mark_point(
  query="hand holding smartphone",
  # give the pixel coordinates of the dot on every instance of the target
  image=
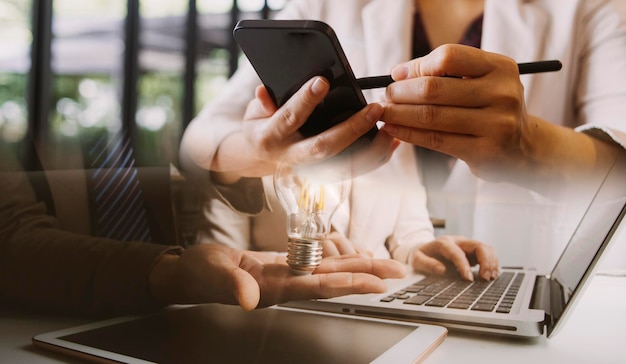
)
(287, 53)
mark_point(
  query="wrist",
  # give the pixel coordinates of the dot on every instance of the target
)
(162, 278)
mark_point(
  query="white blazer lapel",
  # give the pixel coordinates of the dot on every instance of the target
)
(385, 24)
(514, 28)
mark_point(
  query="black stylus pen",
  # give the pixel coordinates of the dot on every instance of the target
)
(530, 67)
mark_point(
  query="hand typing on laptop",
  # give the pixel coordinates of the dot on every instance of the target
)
(437, 257)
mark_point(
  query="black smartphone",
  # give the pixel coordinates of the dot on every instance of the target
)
(287, 53)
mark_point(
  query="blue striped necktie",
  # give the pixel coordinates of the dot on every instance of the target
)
(119, 205)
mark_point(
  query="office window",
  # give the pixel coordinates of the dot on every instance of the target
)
(15, 40)
(87, 47)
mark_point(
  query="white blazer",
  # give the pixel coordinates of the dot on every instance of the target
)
(588, 36)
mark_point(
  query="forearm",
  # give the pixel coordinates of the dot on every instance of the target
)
(236, 159)
(558, 153)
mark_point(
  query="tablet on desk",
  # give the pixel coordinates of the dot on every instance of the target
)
(227, 334)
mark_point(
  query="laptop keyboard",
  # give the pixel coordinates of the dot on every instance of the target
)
(493, 296)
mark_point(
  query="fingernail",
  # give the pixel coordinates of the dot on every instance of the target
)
(487, 276)
(374, 113)
(319, 86)
(469, 275)
(390, 129)
(400, 72)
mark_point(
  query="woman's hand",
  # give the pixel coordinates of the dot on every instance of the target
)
(447, 253)
(466, 103)
(337, 244)
(270, 134)
(216, 273)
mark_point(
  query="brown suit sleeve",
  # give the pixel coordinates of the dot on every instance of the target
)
(46, 268)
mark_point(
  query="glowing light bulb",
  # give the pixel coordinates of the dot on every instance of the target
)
(310, 195)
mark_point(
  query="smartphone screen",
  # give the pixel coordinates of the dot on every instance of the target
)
(287, 53)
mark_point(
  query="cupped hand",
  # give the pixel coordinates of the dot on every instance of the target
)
(456, 253)
(216, 273)
(463, 102)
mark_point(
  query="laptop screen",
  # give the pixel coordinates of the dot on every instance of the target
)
(592, 235)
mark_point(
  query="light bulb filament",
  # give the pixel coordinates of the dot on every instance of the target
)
(311, 198)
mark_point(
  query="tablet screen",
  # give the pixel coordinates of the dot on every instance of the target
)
(216, 333)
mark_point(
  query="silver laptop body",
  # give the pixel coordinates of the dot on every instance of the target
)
(542, 303)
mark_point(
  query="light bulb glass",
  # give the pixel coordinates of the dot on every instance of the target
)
(310, 195)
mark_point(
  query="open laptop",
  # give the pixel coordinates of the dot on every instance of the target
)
(521, 302)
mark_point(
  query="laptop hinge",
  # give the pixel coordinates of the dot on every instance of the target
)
(541, 294)
(548, 296)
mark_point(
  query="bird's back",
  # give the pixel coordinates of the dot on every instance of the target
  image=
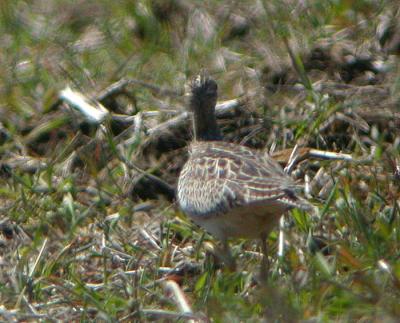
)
(231, 185)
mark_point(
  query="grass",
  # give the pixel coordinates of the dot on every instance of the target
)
(79, 242)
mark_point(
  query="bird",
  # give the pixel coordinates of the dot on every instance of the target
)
(230, 190)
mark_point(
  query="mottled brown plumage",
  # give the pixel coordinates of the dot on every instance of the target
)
(229, 189)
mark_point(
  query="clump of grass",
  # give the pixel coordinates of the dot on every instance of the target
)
(78, 244)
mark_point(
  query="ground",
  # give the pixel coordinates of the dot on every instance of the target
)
(89, 229)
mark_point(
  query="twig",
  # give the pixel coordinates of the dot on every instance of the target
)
(92, 110)
(172, 288)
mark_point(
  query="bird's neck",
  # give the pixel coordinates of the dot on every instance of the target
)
(205, 125)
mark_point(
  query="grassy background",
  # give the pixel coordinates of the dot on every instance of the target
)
(78, 244)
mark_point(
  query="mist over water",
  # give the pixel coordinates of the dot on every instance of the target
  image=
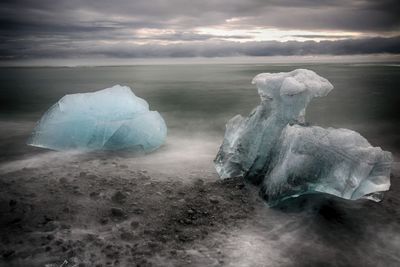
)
(197, 100)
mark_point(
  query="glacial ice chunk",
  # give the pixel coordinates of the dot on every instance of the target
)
(109, 119)
(273, 147)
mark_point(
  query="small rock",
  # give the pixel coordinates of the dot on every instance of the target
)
(103, 221)
(119, 197)
(213, 199)
(134, 224)
(94, 194)
(117, 212)
(127, 236)
(138, 211)
(8, 253)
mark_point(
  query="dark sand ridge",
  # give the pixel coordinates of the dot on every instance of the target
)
(116, 210)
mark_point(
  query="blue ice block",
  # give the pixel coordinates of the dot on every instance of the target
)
(110, 119)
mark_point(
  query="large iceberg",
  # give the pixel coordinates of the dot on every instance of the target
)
(110, 119)
(275, 148)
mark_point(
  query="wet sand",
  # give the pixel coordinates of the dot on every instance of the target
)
(60, 209)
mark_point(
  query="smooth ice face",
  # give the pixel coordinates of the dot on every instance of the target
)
(109, 119)
(271, 147)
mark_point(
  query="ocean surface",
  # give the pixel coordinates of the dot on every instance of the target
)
(197, 100)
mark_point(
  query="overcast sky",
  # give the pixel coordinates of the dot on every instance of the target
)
(40, 29)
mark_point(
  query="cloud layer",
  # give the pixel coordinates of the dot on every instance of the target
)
(177, 28)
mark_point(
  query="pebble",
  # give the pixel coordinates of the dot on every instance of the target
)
(117, 212)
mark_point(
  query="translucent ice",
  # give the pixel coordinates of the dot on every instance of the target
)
(109, 119)
(272, 147)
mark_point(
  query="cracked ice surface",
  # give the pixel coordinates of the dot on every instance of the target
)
(109, 119)
(273, 147)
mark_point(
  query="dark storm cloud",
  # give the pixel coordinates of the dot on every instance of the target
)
(35, 28)
(201, 49)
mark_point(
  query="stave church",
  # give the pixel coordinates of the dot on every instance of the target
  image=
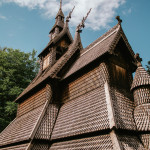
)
(83, 98)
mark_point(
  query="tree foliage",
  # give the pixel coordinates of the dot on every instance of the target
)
(148, 67)
(17, 69)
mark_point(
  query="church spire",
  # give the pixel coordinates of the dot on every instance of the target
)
(60, 4)
(59, 23)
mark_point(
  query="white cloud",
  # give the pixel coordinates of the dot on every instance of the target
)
(126, 12)
(3, 17)
(102, 13)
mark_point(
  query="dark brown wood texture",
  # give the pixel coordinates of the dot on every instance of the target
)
(21, 128)
(121, 96)
(84, 84)
(46, 126)
(102, 142)
(17, 147)
(128, 141)
(84, 109)
(141, 95)
(31, 103)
————
YOUR GOAL |
State how many lines of the records hold the string "bulb", and nothing else.

EXERCISE ANSWER |
3